■ Exercice 1
Répondez aux questions suivantes à partir du texte sur l'abandon des publications sur les réseaux sociaux, présenté plus bas :
(a) Quelle part des utilisateurs des réseaux sociaux publie moins qu'il y a un an ?
(b) Comment Kyle Chayka appelle-t-il le point où les gens ordinaires jugent qu'il ne vaut plus la peine de partager leur vie en ligne ?
(c) Quel est le titre du dernier livre de Kyle Chayka ?

■ Extrait de page
Pourquoi de nombreuses personnes ont arrêté de publier sur les réseaux sociaux

Après deux décennies de partage de plus en plus de publications en ligne, il semble que nous ayons décidé de réduire nos partages.
Des études récentes indiquent qu'environ un tiers des utilisateurs des réseaux sociaux publient moins qu'il y a un an. Cette tendance est particulièrement marquée chez les adultes de la génération Z (nés entre 1995 et 2010).
Dans un article récent pour The New Yorker, l'écrivain Kyle Chayka a suggéré que la société pourrait se diriger vers ce qu'il appelle « post zéro » — un point où les gens ordinaires réalisent qu'il ne vaut plus la peine de partager leur vie en ligne.
J'ai constaté cette tendance à la baisse sur mes propres réseaux sociaux. Pour chaque photo de vacances d'un ami ou des enfants d'un collègue, on trouve des dizaines (voire des centaines) de publications de marques et d'influenceurs faisant la promotion d'un nouveau produit ou discutant des dernières tendances.
Les réseaux sociaux me semblaient autrefois une copie imparfaite de ma vie sociale. Mais maintenant, ils ressemblent à un simple « contenu » parmi d'autres.
Je sais que cela est dû en partie à l'évolution des plateformes. TikTok et Instagram ont accumulé d'innombrables collections de vidéos verticales et créé des algorithmes incroyablement puissants pour vous guider à travers elles.
Mais qu’advient-il de nos vies numériques lorsque les médias sociaux deviennent apparemment beaucoup moins sociaux ?
J'ai discuté avec Kyle pour en savoir plus. Il est journaliste au New Yorker et son dernier livre s'intitule Filterworld : How Algorithms Flattened Culture.
Découvrez notre conversation ci-dessous, éditée pour plus de concision et de clarté.

Katty Kay (BBC) : Quand je regarde mes flux de médias sociaux, je vois tellement de publicités et de photos de belles maisons que je n'achèterai jamais, dans des endroits que je ne visiterai probablement jamais.
Mais j'essaie littéralement de me souvenir de la dernière fois où j'ai vu le message d'un ami.
Qu’est-ce que cela signifie pour l’avenir de ces plateformes, si la raison pour laquelle nous les visitons aujourd’hui est complètement différente de ce qu’elle était il y a seulement deux ans ?
Kyle Chayka : Je pense que les réseaux sociaux sont devenus moins sociaux. Ils sont davantage axés sur la consommation de ce type de contenu, qui est désormais devenu une marchandise.
Il s'agit davantage d'aspirations à un style de vie, et pas seulement de ce qui se passe autour de soi et de la façon dont on interagit avec ses amis et sa famille. À mon avis, cela va à l'encontre de l'objectif des réseaux sociaux.
Si les plateformes perdent de vue la vie normale des gens et que les gens normaux ne se sentent plus encouragés à publier, les médias sociaux deviennent comme la télévision.
Il ne nous reste plus que des publicités de marque, de la fast fashion et des publicités pour les maisons et les hôtels, et non plus le type de contenu organique et très cohérent auquel nous étions habitués.

■ Données sources
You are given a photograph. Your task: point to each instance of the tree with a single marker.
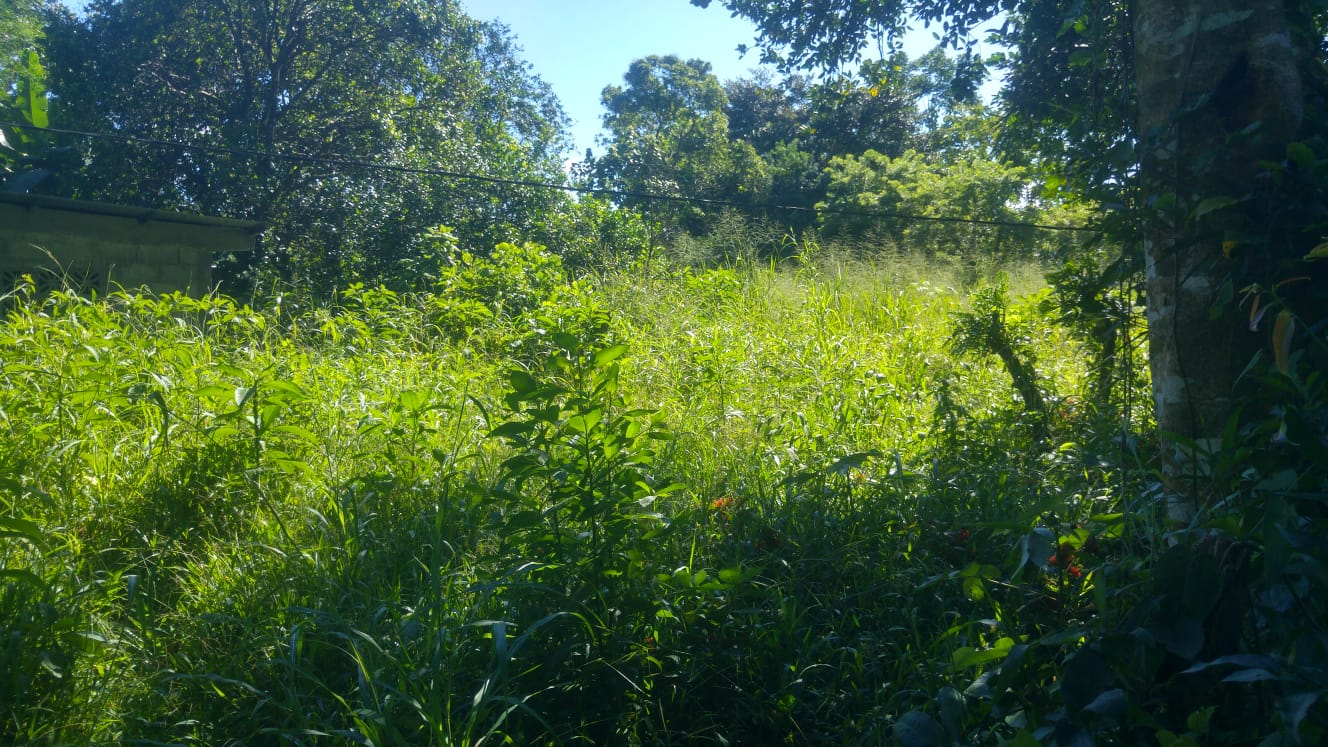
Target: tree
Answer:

---

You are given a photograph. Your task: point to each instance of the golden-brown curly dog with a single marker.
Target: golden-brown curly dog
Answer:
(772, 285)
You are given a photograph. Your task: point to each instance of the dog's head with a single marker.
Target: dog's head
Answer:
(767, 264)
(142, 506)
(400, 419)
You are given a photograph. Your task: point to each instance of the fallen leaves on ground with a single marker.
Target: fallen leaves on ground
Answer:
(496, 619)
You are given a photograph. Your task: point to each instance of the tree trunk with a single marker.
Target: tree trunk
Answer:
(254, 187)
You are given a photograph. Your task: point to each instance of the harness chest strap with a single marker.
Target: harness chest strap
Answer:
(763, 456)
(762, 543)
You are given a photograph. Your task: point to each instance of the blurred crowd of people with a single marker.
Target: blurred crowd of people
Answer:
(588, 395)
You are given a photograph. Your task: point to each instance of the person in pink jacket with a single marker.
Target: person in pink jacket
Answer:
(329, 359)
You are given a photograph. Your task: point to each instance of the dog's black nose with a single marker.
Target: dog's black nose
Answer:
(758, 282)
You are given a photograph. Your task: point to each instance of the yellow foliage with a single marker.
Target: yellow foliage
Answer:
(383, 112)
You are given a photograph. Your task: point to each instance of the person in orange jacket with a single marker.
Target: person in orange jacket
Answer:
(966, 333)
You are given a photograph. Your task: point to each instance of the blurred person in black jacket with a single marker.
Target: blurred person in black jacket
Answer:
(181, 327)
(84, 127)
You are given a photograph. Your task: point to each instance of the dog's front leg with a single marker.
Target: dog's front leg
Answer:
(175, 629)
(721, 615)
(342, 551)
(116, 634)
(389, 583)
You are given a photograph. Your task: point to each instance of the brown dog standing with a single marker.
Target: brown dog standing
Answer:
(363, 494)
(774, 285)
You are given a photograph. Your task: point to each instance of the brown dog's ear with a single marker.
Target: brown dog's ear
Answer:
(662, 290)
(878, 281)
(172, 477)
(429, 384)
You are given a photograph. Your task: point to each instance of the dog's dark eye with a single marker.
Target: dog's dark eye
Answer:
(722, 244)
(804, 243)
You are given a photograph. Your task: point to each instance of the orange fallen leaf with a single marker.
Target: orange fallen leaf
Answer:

...

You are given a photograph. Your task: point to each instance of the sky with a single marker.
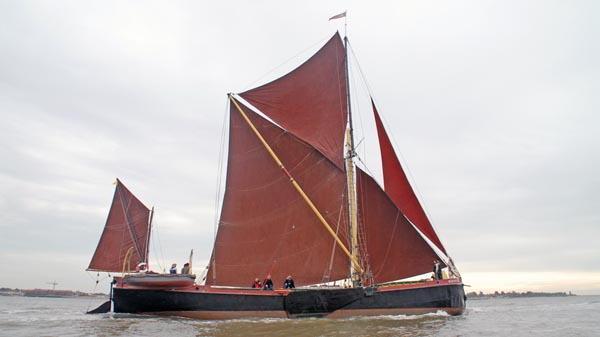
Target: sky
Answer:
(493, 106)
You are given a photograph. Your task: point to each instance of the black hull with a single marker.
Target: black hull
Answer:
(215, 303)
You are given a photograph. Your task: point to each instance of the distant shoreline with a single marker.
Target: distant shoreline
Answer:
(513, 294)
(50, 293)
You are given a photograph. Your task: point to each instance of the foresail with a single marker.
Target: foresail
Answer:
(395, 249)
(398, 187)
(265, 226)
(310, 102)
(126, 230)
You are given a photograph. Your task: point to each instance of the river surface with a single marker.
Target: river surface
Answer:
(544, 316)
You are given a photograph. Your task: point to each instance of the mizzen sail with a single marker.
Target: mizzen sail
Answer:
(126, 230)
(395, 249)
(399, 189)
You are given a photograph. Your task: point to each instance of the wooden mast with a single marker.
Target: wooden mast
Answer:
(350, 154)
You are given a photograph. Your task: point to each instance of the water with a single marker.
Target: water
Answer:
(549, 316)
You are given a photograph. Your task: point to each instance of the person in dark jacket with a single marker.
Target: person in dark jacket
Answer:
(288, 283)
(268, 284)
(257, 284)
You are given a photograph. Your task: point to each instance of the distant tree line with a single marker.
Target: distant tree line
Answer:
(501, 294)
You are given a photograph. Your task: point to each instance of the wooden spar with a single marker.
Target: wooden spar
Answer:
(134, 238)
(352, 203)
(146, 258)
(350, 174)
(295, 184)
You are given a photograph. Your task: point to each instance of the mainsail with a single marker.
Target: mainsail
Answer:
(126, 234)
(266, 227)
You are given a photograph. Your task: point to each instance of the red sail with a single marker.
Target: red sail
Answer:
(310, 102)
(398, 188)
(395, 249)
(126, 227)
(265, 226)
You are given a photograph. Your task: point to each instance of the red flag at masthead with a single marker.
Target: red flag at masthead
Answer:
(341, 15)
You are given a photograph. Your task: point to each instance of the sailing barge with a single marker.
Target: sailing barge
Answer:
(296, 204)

■ Exercice 2
Relevez chaque ligne des enregistrements qui contient le mot « wooden ». La casse compte.

■ Réponse attendue 1
(a) Environ un tiers des utilisateurs.
(b) Il l'appelle « post zéro ».
(c) Son dernier livre s'intitule Filterworld : How Algorithms Flattened Culture.

■ Réponse attendue 2
You are given a photograph. Your task: point to each instance of the wooden mast with a single marker.
Target: wooden mast
You are given a photograph. Your task: point to each instance of the wooden spar with a single marker.
Target: wooden spar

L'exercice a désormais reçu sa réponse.